**What to do:**
Your response should consist solely of the lines from the one containing "column 56, row 77" through the final line of the entries, repeated exactly.

**Material provided:**

******

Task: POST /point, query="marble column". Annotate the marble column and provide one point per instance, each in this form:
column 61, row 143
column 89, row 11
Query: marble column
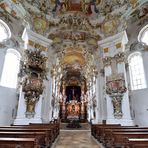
column 21, row 118
column 114, row 69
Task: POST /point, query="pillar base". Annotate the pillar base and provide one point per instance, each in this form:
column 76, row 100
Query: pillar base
column 26, row 121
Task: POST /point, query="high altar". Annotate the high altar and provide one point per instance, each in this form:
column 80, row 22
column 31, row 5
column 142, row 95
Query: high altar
column 73, row 110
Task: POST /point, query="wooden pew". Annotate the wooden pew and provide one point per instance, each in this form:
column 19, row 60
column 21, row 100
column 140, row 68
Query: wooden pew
column 41, row 137
column 96, row 129
column 136, row 143
column 117, row 138
column 54, row 129
column 106, row 134
column 18, row 143
column 16, row 129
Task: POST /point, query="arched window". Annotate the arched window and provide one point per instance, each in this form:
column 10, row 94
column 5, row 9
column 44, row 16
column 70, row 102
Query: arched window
column 4, row 31
column 10, row 69
column 143, row 35
column 137, row 75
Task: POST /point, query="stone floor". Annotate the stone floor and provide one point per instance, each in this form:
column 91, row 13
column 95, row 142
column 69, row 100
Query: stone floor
column 76, row 139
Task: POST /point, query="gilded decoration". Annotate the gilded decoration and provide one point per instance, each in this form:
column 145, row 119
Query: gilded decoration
column 35, row 72
column 110, row 25
column 120, row 57
column 40, row 24
column 115, row 88
column 107, row 61
column 117, row 106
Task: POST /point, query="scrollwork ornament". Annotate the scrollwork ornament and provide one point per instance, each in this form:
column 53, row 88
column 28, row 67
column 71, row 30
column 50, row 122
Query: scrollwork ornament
column 107, row 61
column 120, row 57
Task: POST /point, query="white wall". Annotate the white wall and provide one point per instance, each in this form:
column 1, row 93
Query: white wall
column 8, row 103
column 140, row 99
column 8, row 98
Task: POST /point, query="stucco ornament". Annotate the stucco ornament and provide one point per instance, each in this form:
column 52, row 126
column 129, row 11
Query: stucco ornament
column 39, row 24
column 35, row 73
column 110, row 25
column 115, row 88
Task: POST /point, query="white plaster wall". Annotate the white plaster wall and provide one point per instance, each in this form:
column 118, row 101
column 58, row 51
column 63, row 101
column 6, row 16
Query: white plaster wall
column 139, row 99
column 8, row 103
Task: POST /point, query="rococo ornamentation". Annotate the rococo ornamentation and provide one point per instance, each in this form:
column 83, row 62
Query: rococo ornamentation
column 35, row 70
column 115, row 89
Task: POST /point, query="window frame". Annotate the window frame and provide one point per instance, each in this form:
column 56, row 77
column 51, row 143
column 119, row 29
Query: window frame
column 141, row 34
column 7, row 29
column 18, row 58
column 134, row 82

******

**Solution:**
column 56, row 77
column 51, row 143
column 119, row 29
Query: window frame
column 141, row 34
column 7, row 29
column 18, row 58
column 134, row 82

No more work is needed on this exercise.